# [PROMPT]
Scan the records that follow, and whenever a line has the word "black", copy it.

# [Saved entries]
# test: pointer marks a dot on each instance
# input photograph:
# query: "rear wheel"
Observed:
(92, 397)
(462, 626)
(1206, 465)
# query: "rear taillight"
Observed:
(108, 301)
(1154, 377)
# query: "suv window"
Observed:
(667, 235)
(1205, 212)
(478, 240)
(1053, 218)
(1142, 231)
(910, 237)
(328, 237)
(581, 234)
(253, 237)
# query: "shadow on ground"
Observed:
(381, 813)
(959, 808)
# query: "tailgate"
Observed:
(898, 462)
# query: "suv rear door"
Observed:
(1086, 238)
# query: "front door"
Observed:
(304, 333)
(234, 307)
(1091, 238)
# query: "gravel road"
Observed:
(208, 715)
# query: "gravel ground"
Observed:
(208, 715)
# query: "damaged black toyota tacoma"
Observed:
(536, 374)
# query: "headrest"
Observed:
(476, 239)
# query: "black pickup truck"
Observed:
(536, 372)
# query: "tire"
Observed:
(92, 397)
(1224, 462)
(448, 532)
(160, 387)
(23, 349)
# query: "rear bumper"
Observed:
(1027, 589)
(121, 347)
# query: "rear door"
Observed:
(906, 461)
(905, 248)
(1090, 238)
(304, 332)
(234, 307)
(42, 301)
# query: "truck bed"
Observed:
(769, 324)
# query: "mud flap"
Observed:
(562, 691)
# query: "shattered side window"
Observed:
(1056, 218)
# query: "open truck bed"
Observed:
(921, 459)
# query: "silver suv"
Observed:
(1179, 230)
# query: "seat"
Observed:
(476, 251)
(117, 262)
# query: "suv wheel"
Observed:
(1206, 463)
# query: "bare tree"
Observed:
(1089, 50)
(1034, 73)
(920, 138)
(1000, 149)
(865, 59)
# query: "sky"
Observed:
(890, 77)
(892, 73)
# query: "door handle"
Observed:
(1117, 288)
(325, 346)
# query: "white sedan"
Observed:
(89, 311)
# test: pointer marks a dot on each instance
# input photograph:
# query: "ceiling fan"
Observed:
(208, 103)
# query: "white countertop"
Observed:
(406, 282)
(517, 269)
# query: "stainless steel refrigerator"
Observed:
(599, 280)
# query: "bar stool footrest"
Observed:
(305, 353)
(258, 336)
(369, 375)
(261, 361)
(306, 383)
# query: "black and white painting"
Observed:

# [RESPONSE TO THE TASK]
# query: "damaged black toyota tacoma"
# query: "black pickup truck"
# query: "black and white painting"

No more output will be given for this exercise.